START DATASET CONTENT
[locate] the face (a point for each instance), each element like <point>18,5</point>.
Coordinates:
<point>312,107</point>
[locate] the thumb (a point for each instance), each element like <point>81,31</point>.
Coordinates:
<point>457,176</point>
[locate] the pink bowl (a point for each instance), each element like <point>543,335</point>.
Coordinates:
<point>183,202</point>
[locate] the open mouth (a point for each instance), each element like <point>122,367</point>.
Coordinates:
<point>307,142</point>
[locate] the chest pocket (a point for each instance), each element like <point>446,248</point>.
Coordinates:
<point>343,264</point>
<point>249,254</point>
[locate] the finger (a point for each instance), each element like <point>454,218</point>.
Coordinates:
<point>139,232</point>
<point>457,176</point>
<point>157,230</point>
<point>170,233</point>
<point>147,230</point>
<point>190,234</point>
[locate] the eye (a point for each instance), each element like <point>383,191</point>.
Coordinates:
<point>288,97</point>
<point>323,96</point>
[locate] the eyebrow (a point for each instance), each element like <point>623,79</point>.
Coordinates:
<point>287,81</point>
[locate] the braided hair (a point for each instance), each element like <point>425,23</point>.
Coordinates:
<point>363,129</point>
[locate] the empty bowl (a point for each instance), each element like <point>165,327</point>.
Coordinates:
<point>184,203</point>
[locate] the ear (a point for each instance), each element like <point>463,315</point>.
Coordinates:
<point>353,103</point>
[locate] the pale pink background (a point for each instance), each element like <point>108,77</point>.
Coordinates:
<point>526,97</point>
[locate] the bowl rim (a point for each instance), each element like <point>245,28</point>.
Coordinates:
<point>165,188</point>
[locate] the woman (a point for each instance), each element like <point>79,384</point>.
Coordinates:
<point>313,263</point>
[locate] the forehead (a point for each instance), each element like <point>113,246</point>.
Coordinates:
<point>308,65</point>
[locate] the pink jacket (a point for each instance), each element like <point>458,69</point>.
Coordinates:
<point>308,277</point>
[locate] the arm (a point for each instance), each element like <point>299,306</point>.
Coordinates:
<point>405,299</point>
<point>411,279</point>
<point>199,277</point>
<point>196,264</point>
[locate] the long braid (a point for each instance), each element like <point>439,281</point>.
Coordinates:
END DATASET CONTENT
WHAT IS REQUIRED: Where in the records does the string "pink" appear? Copy every line that has it.

ANSWER TO THIS EXERCISE:
[locate] the pink bowl (a point for each instance), each element like <point>543,335</point>.
[locate] the pale pink background (a point for each instance), each element like <point>108,77</point>.
[locate] the pink jacket (a point for each instance), each element like <point>458,69</point>.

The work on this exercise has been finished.